Transcribe the listing that follows in full, omitting pictures.

GIVEN ENTRIES:
####################

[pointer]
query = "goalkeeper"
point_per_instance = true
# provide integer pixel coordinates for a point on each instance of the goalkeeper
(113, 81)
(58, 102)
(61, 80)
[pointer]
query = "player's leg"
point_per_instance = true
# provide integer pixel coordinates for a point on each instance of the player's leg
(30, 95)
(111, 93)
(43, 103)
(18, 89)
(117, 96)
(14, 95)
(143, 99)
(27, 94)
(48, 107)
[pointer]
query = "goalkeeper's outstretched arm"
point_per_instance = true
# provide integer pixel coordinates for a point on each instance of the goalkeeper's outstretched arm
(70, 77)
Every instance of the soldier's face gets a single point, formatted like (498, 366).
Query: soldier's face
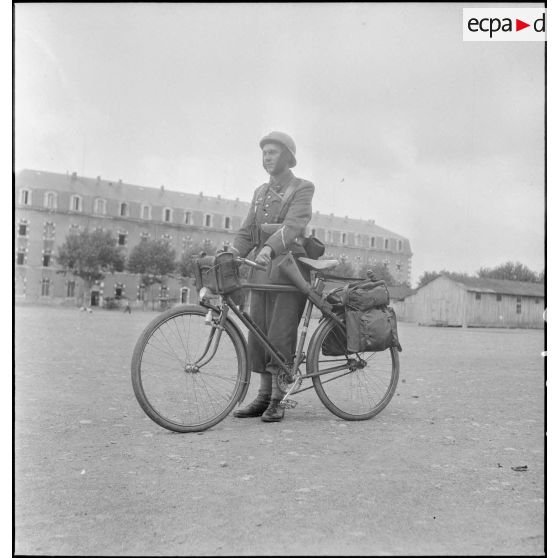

####################

EXERCISE SOLUTION:
[pointer]
query = "goalkeeper"
point_per_instance = true
# provide integer pixel coordinates for a point on each instance of the goalkeeper
(113, 81)
(58, 102)
(61, 80)
[pointer]
query = "player's leg"
point_per_instance = true
# provide integer pixel coordinates for a point on each instance of the player's leg
(30, 95)
(111, 93)
(43, 103)
(18, 89)
(117, 96)
(14, 95)
(143, 99)
(27, 94)
(48, 107)
[pointer]
query = "goalkeeper's outstretched arm"
point_per_instance = true
# provide integer pixel coordinates for a point on each instance of the goalkeeper's outstretched arm
(70, 77)
Every instance of the soldier's face gets a single point, formatted like (498, 366).
Query: soldier's face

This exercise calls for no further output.